** Activity **
Please read the abstract below: which mycorrhizal fungus did the researchers use to test how melanin content affects decomposer communities?

** Page text **
OOS 41-3 - Contrasting saprotrophic communities associated with mycorrhizal necromass are governed by melanin content

Thursday, August 10, 2017: 2:10 PM
Portland Blrm 256, Oregon Convention Center
Christopher W. Fernandez, Plant & Microbial Biology, University of Minnesota, St. Paul, MN and Peter G. Kennedy, Plant Biology, University of Minnesota, St Paul, MN

Plant hosts allocate a considerable amount of carbon to mycorrhizal fungi. The death of mycorrhizal fungal biomass, known as necromass, represents a large flux into soil carbon cycles. Fungal necromass is now recognized as a major contributor to the stable carbon held in soil organic matter (SOM). While it appears that much of the variation in the decomposition rates of mycorrhizal necromass is explained by melanin, a complex aromatic fungal cell wall polymer, and nitrogen content, the richness and composition of the decomposer communities involved in these processes have been poorly characterized. To assess the effects of melanin content on microbial decomposer communities associated with necromass substrates, we utilized the mycorrhizal fungus, Meliniomyces bicolor. The production of melanin in this fungus can be naturally manipulated in vitro, while holding other biochemical and morphological factors constant. We incubated both non-melanized and melanized Meliniomyces necromass in pine and oak forest stands at Cedar Creek LTER in Central Minnesota over a 3 month period and assessed the associated fungal and bacterial decomposer communities at 1, 2, and 3 months using with Illumina MiSeq and PacBio SMRT high-throughput sequencing.

** Extracted entries **
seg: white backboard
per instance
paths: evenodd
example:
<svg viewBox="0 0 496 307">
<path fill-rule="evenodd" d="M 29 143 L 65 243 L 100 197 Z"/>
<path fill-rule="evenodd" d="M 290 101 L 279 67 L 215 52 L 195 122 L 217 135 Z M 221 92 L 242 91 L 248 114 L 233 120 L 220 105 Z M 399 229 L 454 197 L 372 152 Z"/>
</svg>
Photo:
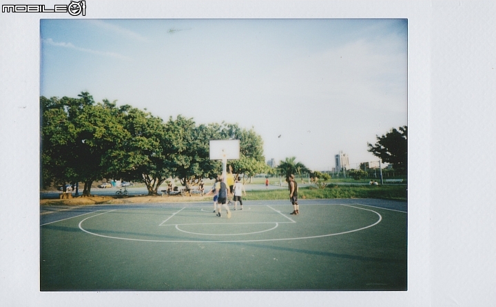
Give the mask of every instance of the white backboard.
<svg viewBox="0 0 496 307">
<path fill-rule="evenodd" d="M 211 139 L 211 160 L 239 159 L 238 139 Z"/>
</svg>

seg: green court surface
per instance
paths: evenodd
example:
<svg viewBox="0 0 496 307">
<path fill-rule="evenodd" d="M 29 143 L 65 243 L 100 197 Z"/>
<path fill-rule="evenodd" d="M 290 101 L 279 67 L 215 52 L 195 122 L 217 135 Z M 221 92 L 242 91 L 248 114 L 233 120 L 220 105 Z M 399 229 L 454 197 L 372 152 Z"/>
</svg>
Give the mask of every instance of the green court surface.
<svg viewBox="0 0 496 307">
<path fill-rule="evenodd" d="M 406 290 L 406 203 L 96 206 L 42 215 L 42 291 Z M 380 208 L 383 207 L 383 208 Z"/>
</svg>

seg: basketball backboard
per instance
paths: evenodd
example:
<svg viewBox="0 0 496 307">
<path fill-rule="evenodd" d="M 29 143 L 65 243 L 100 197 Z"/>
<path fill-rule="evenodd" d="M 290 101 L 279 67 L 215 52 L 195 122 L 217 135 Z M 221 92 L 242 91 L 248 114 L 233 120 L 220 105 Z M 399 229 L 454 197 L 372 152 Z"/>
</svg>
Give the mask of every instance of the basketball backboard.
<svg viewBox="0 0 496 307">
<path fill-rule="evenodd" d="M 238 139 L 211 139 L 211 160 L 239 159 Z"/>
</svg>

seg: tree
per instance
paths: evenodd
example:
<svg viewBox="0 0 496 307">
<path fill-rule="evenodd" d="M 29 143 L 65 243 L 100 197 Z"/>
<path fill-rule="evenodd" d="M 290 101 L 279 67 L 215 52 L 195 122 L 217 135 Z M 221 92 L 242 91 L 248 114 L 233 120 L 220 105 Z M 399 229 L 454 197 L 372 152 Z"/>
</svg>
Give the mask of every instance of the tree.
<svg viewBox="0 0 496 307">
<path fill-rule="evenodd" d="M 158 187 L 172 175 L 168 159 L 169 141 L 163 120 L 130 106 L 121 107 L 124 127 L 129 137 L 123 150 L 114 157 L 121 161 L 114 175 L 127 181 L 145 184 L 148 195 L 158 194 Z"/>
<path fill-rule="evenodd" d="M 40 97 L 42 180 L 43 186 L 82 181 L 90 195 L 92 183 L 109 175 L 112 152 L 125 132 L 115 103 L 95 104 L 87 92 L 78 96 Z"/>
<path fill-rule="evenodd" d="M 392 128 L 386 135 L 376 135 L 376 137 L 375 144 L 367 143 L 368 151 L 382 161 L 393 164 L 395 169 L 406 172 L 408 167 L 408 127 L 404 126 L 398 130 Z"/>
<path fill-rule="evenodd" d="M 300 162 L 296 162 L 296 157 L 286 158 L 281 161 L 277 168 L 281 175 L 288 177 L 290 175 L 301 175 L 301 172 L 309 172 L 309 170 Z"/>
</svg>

** Task result **
Meliniomyces bicolor